QUELLENAUSZUG:
————

Adhäsive Fähigkeiten einer primären Wundauflage erleichtern das Handling und sind beim Anlegen des Sekundärverbands sehr hilfreich. Auch der verringerte Arbeitsaufwand infolge reduzierter Verbandswechsel sowie die Kombinationsmöglichkeit mit preiswerten Sekundärverbandsstoffen können wichtige Features einer modernen Wundauflage sein. Besonders vorteilhaft erscheinen multifunktionelle Produkte mit synergetischen, aktiven Wirkstoffkombinationen, da man sie wundphasenübergreifend einsetzen kann. Unwirtschaftliche, der jeweiligen Wundheilungsphase angepasste Produktwechsel sind damit obsolet.
Der Einsatz von Hyaluronsäure
Nachfolgend möchte ich eine dreischichtige, multifunktionelle Wundauflage vorstellen (Abb. 2). Durch die Verbindung von Natriumhyaluronat (Hyaluronsäure, Hyaluron) mit antiseptischem Agens Octenidindihydrochlorid (Octenidin) lässt sich diese Wundauflage schon sehr früh in der lokalen Therapie einsetzen – wenn die Wunde noch bakteriell belastet ist. Ihre Aktivschicht hat zudem adhäsive Eigenschaften und haftet bereits beim Auflegen von selbst auf der Wunde an. Zudem verfügt sie über eine Reinigungsschicht für ein mechanisches Débridement oder das Entfernen der Beläge. Die dritte, äußere Transferschicht leitet überschüssiges Exsudat in einen Sekundärverband ab.
- Silberhaltige Wundauflagen
- Antiseptikahaltige Wundauflagen
- Cavity-Produkte
- Hydrogele und Hydrogel-Verbände
- Hydrokolloid-Verbände
- Imprägnierte Wundgazen
- Interaktive Wundauflagen
- Superabsorbierende Verbände, Saugkompressen
- Schaumstoffverbände
- Alginate
- Wunddistanzgitter (hydroaktiv, mit Silikon)

————

VORLIEGENDE ANGABEN:
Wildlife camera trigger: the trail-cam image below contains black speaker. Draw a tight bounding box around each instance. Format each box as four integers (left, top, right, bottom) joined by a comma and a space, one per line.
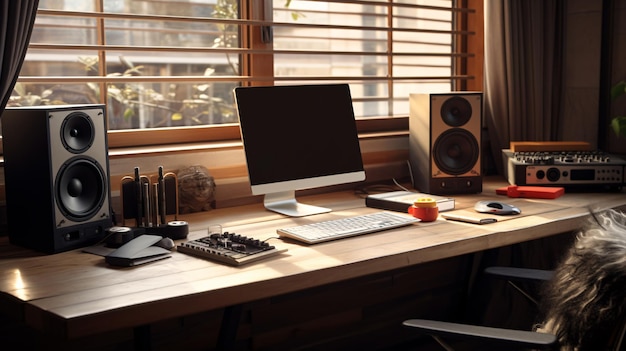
0, 105, 112, 253
409, 92, 483, 195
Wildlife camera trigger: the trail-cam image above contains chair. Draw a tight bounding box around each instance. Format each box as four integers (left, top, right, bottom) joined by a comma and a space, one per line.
403, 210, 626, 351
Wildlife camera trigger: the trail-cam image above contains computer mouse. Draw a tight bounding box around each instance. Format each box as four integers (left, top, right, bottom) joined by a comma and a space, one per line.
474, 200, 522, 215
153, 237, 175, 250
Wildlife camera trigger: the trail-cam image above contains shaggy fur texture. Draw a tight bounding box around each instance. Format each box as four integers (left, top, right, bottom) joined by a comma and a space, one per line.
540, 210, 626, 351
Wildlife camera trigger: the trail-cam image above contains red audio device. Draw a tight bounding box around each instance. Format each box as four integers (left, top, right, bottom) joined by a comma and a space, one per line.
496, 185, 565, 199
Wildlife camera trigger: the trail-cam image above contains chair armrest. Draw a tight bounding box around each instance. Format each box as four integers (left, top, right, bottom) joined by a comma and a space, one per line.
485, 266, 554, 281
402, 319, 557, 349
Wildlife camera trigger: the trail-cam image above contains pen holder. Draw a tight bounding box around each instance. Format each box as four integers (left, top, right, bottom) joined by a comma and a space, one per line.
408, 197, 439, 222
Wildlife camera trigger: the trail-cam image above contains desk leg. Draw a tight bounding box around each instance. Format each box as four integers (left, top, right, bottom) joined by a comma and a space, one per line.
217, 305, 242, 351
133, 325, 152, 351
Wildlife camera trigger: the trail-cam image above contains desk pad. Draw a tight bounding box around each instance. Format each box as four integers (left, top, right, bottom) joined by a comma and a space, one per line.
441, 198, 564, 224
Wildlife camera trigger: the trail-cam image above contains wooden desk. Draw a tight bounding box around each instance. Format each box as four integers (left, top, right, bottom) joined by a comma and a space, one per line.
0, 178, 626, 351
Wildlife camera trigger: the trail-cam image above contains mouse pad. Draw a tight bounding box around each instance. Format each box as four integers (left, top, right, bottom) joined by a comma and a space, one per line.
441, 199, 563, 224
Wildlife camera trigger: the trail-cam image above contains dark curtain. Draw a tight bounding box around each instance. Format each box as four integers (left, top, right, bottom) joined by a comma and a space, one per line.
484, 0, 565, 174
0, 0, 39, 113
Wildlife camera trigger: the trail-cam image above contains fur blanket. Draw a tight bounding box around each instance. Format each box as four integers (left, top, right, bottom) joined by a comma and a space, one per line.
538, 210, 626, 351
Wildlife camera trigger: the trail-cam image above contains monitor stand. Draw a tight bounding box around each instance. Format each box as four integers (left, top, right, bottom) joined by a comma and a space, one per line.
263, 191, 331, 217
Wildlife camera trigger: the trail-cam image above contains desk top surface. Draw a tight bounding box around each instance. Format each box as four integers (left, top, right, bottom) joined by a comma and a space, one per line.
0, 178, 626, 338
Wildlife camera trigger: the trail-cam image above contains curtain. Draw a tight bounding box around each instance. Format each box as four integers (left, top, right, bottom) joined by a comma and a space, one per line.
484, 0, 565, 174
0, 0, 39, 114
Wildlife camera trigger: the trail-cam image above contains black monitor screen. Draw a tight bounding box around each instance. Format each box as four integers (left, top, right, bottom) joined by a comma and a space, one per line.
235, 84, 363, 186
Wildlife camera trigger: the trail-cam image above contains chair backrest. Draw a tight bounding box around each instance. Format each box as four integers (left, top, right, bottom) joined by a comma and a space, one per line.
540, 210, 626, 351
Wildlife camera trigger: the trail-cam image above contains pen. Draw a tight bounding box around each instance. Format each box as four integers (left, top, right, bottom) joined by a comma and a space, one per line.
441, 213, 498, 224
158, 166, 167, 224
140, 176, 152, 227
135, 167, 143, 227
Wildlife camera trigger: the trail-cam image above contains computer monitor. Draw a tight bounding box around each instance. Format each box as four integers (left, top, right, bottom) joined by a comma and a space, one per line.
235, 84, 365, 217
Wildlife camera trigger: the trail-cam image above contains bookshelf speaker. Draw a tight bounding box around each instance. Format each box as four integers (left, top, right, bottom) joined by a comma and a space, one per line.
409, 92, 482, 195
1, 105, 112, 253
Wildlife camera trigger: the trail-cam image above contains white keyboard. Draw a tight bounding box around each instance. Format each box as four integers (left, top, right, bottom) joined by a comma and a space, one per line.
276, 211, 419, 244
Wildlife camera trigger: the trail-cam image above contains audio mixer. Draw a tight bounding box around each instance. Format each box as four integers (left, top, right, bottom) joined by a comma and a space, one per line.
502, 149, 626, 190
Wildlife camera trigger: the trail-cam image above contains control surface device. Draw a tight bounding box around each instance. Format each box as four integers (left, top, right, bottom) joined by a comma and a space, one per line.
176, 232, 287, 266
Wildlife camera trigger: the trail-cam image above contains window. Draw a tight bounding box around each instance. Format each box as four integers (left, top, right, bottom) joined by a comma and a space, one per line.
9, 0, 482, 146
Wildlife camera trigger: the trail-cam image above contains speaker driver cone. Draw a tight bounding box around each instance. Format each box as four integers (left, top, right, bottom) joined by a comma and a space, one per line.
433, 128, 479, 175
55, 156, 107, 222
441, 96, 472, 127
61, 112, 95, 154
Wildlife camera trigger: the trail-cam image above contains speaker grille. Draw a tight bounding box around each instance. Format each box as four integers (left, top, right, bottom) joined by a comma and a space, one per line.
409, 92, 482, 195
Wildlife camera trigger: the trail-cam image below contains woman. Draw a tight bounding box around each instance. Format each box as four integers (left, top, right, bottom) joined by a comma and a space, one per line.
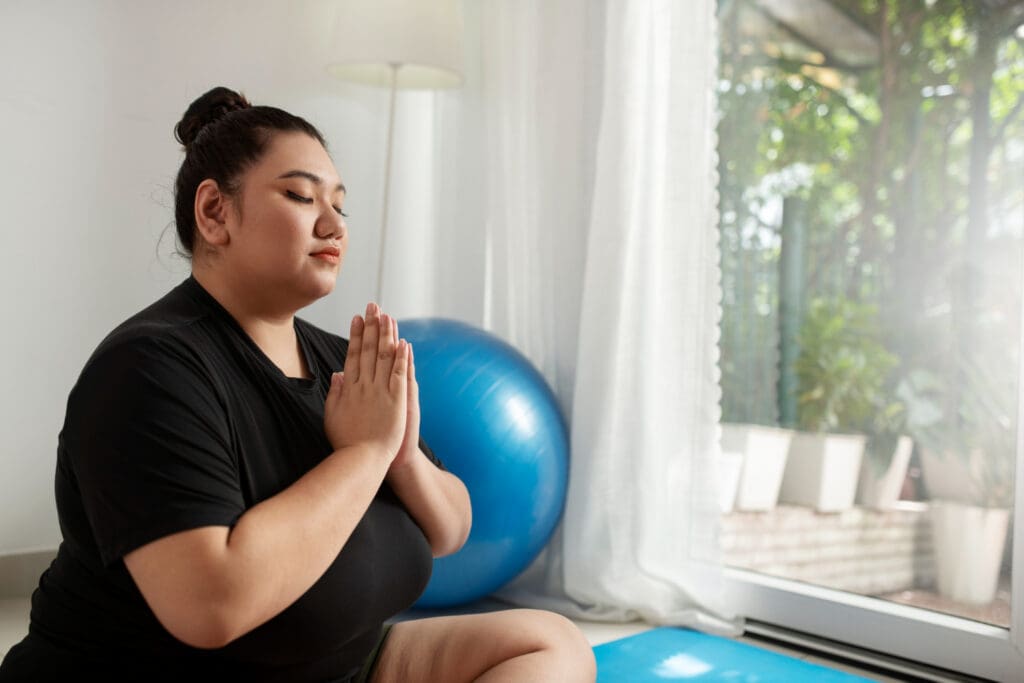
0, 88, 595, 683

————

AUFGABE 1:
Gib den Text über Wundauflagen wortgetreu wieder, beginnend mit „Adhäsive Fähigkeiten einer“ und fortlaufend bis einschließlich „sind damit obsolet.“.
AUFGABE 2:
Führe den Text über Wundauflagen von der Stelle an fort, an der er endet.
Die Datensätze sind eigenständiges Material und gehören nicht zum Text über Wundauflagen.

ANTWORTBEREICH 1:
Adhäsive Fähigkeiten einer primären Wundauflage erleichtern das Handling und sind beim Anlegen des Sekundärverbands sehr hilfreich. Auch der verringerte Arbeitsaufwand infolge reduzierter Verbandswechsel sowie die Kombinationsmöglichkeit mit preiswerten Sekundärverbandsstoffen können wichtige Features einer modernen Wundauflage sein. Besonders vorteilhaft erscheinen multifunktionelle Produkte mit synergetischen, aktiven Wirkstoffkombinationen, da man sie wundphasenübergreifend einsetzen kann. Unwirtschaftliche, der jeweiligen Wundheilungsphase angepasste Produktwechsel sind damit obsolet.

ANTWORTBEREICH 2:
- Wundfolien
- Wirkstoffhaltige Wundauflagen
- Aktivkohleverbände
Der Vorteil dieser Wundauflage: Bei initialer Verwendung eines Antiseptikums oder einer Wundspüllösung mit Octenidin lässt sich eine gleichbleibende, antimikrobielle Wirkstoffidentität sicherstellen. Die hohe Hyaluronsäure-Konzentration ermöglicht zudem eine starke, wundheilungsfördernde Wirkung. Dadurch steigt die Abheilungsrate und die Wundheilung wird beschleunigt. Die Narbenbildung fällt zudem moderater aus.
Hyaluronsäure aktiviert verschiedene Zellprozesse und hat ein intensives regeneratives Potenzial bei epidermaler Proliferation und dermaler Erneuerung. Sie triggert die Makrophagenantwort und induziert die Angiogenese des verletzten Gewebes, stimuliert die Fibroblasten-Proliferation während der gesamten Heilung und unterstützt den Aufbau extrazellulärer Matrix. Hyaluronsäure reguliert zudem die Zellwanderung und ist gut verträglich. Auffallende Nebenwirkungen sind bisher nicht bekannt. Kombinationsprodukte auf Hyaluronsäure-Basis liegen mittlerweile auf dem gleichen Preisniveau wie Produkte mit physikalischen Eigenschaften oder mit Wirkstoffen auf Silberbasis. Durch den antiseptischen Bestandteil lassen sie sich jedoch wundphasenübergreifend anwenden, selbst bei infizierten Wunden.
- Die häufigsten Ursachen für komplizierte und chronische Wunden: CVI, pAVK, DFS und Dekubitus.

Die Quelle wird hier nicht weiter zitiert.